Here are some examples:
# Python
'''
+------------------+
| MeterProvider |
| Meter A |
| Counter X |
| Histogram Y |
| Meter B |
| Gauge Z |
+------------------+
'''
# metrics from X and Y (reported as Foo and Bar) will be exported
meter_provider
.add_view("X")
.add_view("Foo", instrument_name="Y")
.add_view(
"Bar",
instrument_name="Y",
aggregation=HistogramAggregation(buckets=[5.0, 10.0, 25.0, 50.0, 100.0]))
.add_metric_reader(PeriodicExportingMetricReader(ConsoleExporter()))
# all the metrics will be exported using the default configuration
meter_provider.add_metric_reader(PeriodicExportingMetricReader(ConsoleExporter()))
# all the metrics will be exported using the default configuration
meter_provider
.add_view("*") # a wildcard view that matches everything
.add_metric_reader(PeriodicExportingMetricReader(ConsoleExporter()))
# Counter X will be exported as cumulative sum
meter_provider
.add_view("X", aggregation=SumAggregation(CUMULATIVE))
.add_metric_reader(PeriodicExportingMetricReader(ConsoleExporter()))
# Counter X will be exported as delta sum
# Histogram Y and Gauge Z will be exported with 2 dimensions (a and b)
meter_provider
.add_view("X", aggregation=SumAggregation(DELTA))
.add_view("*", attribute_keys=["a", "b"])
.add_metric_reader(PeriodicExportingMetricReader(ConsoleExporter()))
Aggregation
An Aggregation
, as configured via the View,
informs the SDK on the ways and means to compute
Aggregated Metrics
from incoming Instrument Measurements.
An Aggregation
specifies an operation
(i.e. decomposable aggregate function
like Sum, Histogram, Min, Max, Count)
and optional configuration parameter overrides.
The operation’s default configuration parameter values will be used
unless overridden by optional configuration parameter overrides.
Note: Implementors MAY choose the best idiomatic practice for their language to represent the semantic of an Aggregation and optional configuration parameters.
e.g. The View specifies an Aggregation by string name (i.e. “ExplicitBucketHistogram”).
# Use Histogram with custom boundaries
meter_provider
.add_view(
"X",
aggregation="ExplicitBucketHistogram",
aggregation_params={"Boundaries": [0, 10, 100]}
)

------------------------------

• **Set exercise 1**: Find every line in the entries below that contains the word "green", and copy each such line. Case counts.

• **Material for the task**:
------------------------------

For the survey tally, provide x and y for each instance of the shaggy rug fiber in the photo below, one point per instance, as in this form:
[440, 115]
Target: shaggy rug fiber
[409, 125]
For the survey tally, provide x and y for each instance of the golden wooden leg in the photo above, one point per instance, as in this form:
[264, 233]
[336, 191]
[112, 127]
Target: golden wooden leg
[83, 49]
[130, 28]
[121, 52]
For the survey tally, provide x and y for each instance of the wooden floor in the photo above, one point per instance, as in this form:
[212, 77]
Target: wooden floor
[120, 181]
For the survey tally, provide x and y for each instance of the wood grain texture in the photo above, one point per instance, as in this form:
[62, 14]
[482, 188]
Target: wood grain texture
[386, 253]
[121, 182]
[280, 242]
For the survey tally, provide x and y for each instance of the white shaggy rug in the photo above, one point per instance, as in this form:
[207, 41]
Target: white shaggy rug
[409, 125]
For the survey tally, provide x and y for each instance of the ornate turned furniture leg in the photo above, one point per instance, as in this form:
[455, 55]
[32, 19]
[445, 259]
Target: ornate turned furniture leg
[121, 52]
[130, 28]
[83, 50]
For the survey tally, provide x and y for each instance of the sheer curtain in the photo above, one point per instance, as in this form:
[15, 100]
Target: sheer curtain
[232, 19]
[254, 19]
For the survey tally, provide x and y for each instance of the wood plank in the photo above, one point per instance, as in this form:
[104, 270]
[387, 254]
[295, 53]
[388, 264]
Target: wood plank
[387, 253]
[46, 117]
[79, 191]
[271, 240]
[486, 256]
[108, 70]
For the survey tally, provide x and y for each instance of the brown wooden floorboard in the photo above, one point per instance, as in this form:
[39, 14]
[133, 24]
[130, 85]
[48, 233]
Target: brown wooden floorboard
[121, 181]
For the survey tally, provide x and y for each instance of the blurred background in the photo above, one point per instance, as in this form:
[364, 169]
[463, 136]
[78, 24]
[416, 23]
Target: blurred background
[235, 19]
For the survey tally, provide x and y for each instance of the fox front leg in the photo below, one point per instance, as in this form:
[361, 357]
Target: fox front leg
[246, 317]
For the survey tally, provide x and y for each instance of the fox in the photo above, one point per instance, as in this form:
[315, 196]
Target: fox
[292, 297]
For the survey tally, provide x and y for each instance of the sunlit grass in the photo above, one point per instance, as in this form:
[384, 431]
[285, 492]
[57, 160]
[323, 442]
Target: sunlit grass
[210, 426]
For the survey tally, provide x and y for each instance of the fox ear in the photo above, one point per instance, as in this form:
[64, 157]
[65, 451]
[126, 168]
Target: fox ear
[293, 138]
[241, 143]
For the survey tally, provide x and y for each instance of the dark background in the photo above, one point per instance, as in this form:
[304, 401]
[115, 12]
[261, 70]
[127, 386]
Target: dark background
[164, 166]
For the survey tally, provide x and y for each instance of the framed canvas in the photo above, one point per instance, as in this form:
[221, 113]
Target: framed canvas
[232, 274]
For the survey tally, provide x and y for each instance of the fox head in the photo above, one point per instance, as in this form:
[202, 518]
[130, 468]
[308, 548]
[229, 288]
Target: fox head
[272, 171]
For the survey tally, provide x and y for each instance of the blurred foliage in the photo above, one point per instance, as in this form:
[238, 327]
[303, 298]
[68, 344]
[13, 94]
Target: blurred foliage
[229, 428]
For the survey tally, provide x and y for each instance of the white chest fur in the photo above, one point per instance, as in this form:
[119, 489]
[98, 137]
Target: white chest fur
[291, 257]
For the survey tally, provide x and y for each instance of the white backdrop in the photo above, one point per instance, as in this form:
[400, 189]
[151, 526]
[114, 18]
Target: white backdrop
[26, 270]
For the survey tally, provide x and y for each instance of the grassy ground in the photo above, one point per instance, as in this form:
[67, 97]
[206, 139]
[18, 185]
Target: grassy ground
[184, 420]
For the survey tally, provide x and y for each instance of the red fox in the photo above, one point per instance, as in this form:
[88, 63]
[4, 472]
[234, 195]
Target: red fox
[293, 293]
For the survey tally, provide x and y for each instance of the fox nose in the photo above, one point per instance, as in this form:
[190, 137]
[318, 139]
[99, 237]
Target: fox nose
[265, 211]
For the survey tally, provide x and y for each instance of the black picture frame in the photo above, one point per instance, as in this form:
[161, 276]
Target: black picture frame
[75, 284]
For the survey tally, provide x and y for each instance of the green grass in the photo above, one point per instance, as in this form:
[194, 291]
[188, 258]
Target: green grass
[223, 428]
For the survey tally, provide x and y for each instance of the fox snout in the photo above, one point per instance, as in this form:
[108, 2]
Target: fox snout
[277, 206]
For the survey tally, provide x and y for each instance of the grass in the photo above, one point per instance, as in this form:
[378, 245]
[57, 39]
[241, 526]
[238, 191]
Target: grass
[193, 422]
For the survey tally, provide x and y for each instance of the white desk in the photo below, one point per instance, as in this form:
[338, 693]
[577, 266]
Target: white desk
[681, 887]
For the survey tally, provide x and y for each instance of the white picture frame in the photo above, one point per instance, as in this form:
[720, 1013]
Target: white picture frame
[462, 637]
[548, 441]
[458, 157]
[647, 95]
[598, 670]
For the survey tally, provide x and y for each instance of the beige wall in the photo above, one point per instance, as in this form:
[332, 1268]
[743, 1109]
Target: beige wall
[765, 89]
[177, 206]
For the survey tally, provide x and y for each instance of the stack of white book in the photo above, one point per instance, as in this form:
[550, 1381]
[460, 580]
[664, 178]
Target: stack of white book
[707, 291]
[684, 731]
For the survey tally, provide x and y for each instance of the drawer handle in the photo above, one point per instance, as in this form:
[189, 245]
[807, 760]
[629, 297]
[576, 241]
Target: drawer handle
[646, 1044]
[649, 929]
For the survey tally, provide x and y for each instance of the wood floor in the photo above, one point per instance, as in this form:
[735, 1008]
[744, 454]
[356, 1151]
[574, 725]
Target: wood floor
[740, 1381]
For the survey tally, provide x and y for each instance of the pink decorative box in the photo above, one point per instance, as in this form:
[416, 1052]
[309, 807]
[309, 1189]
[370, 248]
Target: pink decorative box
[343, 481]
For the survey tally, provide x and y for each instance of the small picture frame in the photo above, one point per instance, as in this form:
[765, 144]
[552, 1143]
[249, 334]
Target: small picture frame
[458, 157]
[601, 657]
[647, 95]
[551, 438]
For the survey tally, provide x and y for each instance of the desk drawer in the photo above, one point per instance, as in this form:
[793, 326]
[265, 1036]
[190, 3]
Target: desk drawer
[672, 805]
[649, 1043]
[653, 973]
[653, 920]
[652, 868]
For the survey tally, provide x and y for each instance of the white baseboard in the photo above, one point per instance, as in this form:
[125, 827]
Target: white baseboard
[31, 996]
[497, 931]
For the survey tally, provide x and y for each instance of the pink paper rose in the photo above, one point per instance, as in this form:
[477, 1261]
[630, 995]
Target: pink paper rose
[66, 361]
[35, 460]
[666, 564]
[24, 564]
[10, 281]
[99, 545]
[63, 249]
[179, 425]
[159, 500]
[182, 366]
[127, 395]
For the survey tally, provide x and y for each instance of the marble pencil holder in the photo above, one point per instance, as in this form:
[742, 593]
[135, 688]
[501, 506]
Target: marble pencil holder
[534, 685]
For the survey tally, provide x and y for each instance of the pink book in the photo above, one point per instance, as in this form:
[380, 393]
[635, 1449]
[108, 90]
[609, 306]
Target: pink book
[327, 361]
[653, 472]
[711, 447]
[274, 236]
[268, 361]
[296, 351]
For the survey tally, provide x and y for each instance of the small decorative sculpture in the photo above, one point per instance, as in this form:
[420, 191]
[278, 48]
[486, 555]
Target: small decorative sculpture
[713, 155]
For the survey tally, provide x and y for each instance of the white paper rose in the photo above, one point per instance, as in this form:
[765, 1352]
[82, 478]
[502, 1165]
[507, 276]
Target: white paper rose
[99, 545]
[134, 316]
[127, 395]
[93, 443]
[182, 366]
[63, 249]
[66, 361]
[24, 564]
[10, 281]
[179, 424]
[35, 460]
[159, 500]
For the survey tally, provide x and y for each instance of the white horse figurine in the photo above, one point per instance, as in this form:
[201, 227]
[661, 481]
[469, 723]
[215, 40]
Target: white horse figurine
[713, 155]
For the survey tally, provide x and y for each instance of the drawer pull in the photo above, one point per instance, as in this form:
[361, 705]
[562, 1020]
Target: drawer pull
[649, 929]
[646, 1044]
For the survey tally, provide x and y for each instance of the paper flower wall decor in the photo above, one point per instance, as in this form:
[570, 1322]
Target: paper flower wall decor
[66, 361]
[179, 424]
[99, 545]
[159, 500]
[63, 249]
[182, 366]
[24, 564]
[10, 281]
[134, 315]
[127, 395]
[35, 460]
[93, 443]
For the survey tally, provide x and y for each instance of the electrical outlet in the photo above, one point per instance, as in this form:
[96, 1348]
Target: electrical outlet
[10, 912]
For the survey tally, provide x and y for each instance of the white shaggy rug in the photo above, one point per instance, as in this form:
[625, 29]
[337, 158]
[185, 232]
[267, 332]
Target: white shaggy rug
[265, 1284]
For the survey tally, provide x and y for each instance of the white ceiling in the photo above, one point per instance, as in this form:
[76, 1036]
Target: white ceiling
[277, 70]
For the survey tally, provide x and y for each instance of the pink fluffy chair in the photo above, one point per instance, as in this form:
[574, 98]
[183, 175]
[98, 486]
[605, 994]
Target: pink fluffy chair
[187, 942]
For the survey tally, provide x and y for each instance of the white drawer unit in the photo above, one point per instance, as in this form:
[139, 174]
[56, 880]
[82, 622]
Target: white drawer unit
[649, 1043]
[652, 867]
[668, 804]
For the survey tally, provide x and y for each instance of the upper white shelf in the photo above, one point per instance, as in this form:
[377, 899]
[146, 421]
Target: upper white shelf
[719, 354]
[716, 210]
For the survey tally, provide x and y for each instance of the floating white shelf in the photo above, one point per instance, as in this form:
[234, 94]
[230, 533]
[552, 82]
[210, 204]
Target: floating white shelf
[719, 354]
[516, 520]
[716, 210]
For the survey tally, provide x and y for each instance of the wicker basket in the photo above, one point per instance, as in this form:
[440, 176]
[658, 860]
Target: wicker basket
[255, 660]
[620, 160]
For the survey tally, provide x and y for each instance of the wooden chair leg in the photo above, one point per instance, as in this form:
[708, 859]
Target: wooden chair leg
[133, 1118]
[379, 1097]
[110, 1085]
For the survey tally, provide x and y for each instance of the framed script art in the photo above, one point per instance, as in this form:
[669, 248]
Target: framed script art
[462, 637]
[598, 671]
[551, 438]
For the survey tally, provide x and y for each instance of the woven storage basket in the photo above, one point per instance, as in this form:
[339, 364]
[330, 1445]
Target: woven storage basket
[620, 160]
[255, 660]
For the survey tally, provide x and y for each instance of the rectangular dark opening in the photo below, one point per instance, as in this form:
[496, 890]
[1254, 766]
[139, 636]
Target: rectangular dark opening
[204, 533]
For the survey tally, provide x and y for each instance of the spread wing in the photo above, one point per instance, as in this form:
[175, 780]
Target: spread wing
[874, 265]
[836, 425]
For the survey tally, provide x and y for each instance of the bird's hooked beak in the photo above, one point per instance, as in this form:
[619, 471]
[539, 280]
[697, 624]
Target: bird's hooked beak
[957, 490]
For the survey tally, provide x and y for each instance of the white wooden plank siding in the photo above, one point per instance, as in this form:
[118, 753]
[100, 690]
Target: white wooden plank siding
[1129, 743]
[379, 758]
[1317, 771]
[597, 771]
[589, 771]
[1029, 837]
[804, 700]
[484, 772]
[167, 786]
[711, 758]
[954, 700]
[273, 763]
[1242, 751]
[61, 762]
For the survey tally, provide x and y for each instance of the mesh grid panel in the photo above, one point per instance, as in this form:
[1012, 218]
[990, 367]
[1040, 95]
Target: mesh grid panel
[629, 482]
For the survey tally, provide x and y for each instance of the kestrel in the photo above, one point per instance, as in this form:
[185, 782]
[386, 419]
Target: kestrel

------------------------------

• **Set exercise 2**: Please reproduce the metrics text above word for word, starting at "# Counter X will be exported as cumulative" and ending at "dimensions (a and b)".

• **Full answer 1**:
For the survey tally, provide x and y for each instance of the green grass in the photo above, one point per instance, as in this form:
Target: green grass

• **Full answer 2**:
# Counter X will be exported as cumulative sum
meter_provider
.add_view("X", aggregation=SumAggregation(CUMULATIVE))
.add_metric_reader(PeriodicExportingMetricReader(ConsoleExporter()))
# Counter X will be exported as delta sum
# Histogram Y and Gauge Z will be exported with 2 dimensions (a and b)